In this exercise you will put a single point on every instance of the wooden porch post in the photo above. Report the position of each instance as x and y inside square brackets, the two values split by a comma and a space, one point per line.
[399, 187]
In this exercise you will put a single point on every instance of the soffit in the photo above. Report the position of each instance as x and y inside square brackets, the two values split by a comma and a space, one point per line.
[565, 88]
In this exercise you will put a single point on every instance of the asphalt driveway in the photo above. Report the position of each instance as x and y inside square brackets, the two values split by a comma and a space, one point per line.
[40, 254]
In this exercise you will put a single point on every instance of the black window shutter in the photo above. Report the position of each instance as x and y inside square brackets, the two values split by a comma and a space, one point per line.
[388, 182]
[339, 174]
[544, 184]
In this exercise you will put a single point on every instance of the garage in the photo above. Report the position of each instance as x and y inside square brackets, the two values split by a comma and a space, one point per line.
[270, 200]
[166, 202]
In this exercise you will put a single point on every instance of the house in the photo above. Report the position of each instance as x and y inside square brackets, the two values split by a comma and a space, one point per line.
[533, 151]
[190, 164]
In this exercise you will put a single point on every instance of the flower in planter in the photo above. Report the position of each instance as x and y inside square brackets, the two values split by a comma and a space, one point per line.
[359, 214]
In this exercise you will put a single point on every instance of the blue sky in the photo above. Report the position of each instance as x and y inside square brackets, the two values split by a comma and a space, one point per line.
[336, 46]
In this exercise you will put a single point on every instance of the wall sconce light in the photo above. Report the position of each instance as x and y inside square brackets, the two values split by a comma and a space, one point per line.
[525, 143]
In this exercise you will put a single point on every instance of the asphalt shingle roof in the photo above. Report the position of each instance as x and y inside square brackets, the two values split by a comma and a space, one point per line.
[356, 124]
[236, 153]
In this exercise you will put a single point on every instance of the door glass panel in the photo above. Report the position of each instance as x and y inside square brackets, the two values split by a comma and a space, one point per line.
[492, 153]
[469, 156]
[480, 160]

---

Beginning with the first line, transcribe the complete listing exactly.

In this exercise you will put a single point on every instance of the wooden porch post in the photo above. Report the position of each instance as x and y inside square brackets, the two values split by a comma and a space, one point per line.
[399, 187]
In this exercise you will put a single point on every instance of the soffit in the photo above. Report the position of each instance as x and y inside square brackets, the two values split by a comma and a space, one point per line.
[565, 88]
In this exercise you will put a single point on every instance of the asphalt driveway in the photo above. Report the position of each instance as x and y inside square brackets, the two values split by a comma and a space, one point per line.
[40, 254]
In this exercise you will put a single point on every instance of the black window shutter in the photo above. Report the position of each instance as x and y inside square brackets, the two values split by a comma and a space, one point per line.
[388, 182]
[339, 174]
[544, 184]
In this exercise you will put a single point on every instance of the garage in the photo above. Report the position of each instance as x and y inside square brackets, the two values split by a comma and a space, one point per line.
[270, 200]
[166, 202]
In this exercise you will put a single point on every instance of the house in the photo above. Report the position of each instance as x and y inside square brackets, the two values split by a comma and a space, one point per line.
[533, 151]
[190, 164]
In this exercise you will put a single point on every instance of the flower in planter in the photo above. Report the position of each instance as x and y inside square brackets, the two values split by a comma and a space, one point per line.
[359, 214]
In this exercise you will put a single point on every instance of the blue sky in the photo above. Report the position of each instance as x and y inside square brackets, the two values split by a comma and a space, one point per line.
[336, 46]
In this exercise you will put a single point on every instance of the wall sconce light in the photo above. Report the position of each instance as x and y inside square brackets, the two values split by a comma and a space, one point per line.
[525, 143]
In this exercise you will put a single point on every instance of the asphalt shingle roof in the photo above. Report the position of each instance as x and y inside square brackets, the two values split by a comma and a space, one point per line.
[356, 124]
[236, 153]
In this exercise you will put a single point on every instance of the door glass panel in the photo above. Report the position of each instance as x and y inside square brackets, the two values split by a comma and a space, one point per line.
[492, 153]
[469, 156]
[480, 160]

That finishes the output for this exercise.